- _PAGE EXTRACT_:
# # # # #

Objectification vs. Seeing People for Who They Are

By Ken Wells - 06/25/2020

 

“Having had a spiritual awakening as the result of these steps, we tried to carry this message to alcoholics, and to practice these principles in all our affairs”— Step 12

If you choose to stay with the 12 step program long enough, inevitably you will need to embrace Step 12.  In order to make Step 12 a lifestyle it requires that you integrate all of the other steps into your life. Recognizing out of control behavior, Higher Power, surrender, character flaws, removal of shortcomings, and making amends is all necessary for Step 12 to be dynamic in the heart of an addict.

Regardless of addiction, objectification is a major hurdle for all addicts. When spun up with craving, an addict will obsess about their drug of choice and everything and everyone leading up to the fix are mere objects to be utilized to complete rush that comes from the junkie worm inside. To objectify means to experience what is present as an object. When addicts morph into addictive mood shift, they treat their entire world as a utility to achieve the high—not just the drug.

Addict thinking crystalizes into “I want what I want when I want it”. In relationships, addict’ behavior can be likened to an exercise ball blown up way beyond proportion that smashes everyone in the room against the wall because addiction takes up all the room. Acting out is the epitome of objectification.

The 12 step process helps to break through the powerlessness of objectification. Mightily an addict moves from dominating or being dominated to embracing surrender and acceptance. There is an egalitarian shift from “power-over” to “power-with” dynamics in relationships. As Martin Buber describes in his classic book, I- Thou, there is a transformation from “I-It (object) to I-Thou (sacred) in relationship to others. It’s the underscoring of treating all living things with dignity and respect. In this practice, even the addiction itself is not hated. Rather, an addict learns to listen to the legitimate need underneath the addictive urge and focuses on meeting that need in a healthy self-parenting manner.

The 12th step requires that the urge to objectify must be contained and sublimated. An addict must have the capacity to reframe experiences of luring enticement and obsession and convert them into empathy toward themselves and the world around them. Though an addict’s recovery is about saving themselves from addictive destruction, ultimately, it is about contributing to making a better community. Recovery always moves toward objectification being transformed into seeing others, not as a commodity but as whole people.

The 12th step requires that we extend empathy and compassion for the world around us. It implores that we see people as connected to us through common shared brokenness which is dug out in recovery throughout each step before the 12th. It is about leaving objectification behind and declaring it not useful. It’s about knowing that your life matters and treating others in ways that they matter, too. The 12th step implores that we cultivate a kinship with the world we live. The 12th step is a culmination of all the steps that compels us to treat each other with compassion and connection. It helps to cultivate a spirit that embraces the concept that we belong to each other. Therefore, we substitute name calling which is a form of objectification with healing words of affirmation. The fruit of a recovery life is not only to save the addict and family.  To inaugurate the 12th step is to revive the human spirit of consideration toward others. It is to get beyond the differences that create suffering that exist within partner relationships, social injustice and political division that dominates our communities.

# # # # #

- _EXERCISE DIRECTIONS_:
Set down word for word everything in the essay about objectification and Step 12 from "By Ken Wells" down to "of an addict.". Draw only on the essay about objectification and Step 12.

- _DATA BLOCK_:
# # # # #

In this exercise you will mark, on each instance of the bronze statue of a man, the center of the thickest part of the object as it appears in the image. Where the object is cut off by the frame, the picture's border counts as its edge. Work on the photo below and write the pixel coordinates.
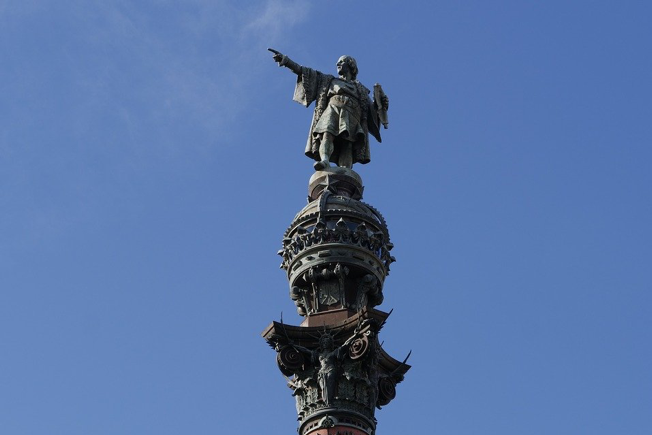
(344, 113)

# # # # #

- _RESPONSE BOX_:
By Ken Wells - 06/25/2020

 

“Having had a spiritual awakening as the result of these steps, we tried to carry this message to alcoholics, and to practice these principles in all our affairs”— Step 12

If you choose to stay with the 12 step program long enough, inevitably you will need to embrace Step 12.  In order to make Step 12 a lifestyle it requires that you integrate all of the other steps into your life. Recognizing out of control behavior, Higher Power, surrender, character flaws, removal of shortcomings, and making amends is all necessary for Step 12 to be dynamic in the heart of an addict.